▶ **EXERCISE DIRECTIONS**
Each line below that holds the word "grain" counts once; state the total number of such lines and nothing else.

....................

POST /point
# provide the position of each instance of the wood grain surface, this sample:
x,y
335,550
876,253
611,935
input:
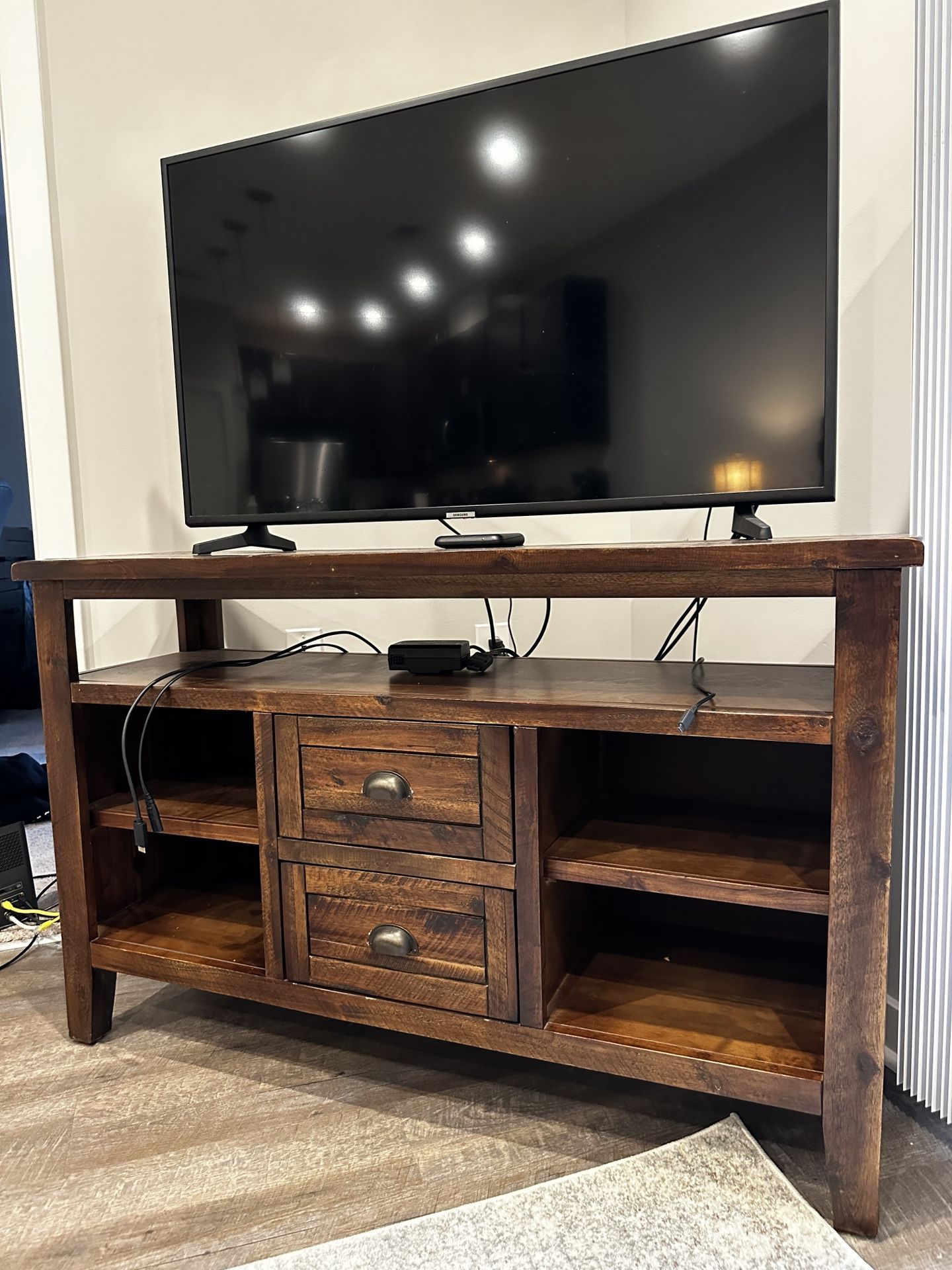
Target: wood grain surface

....................

▶ **WRITTEN RESPONSE**
2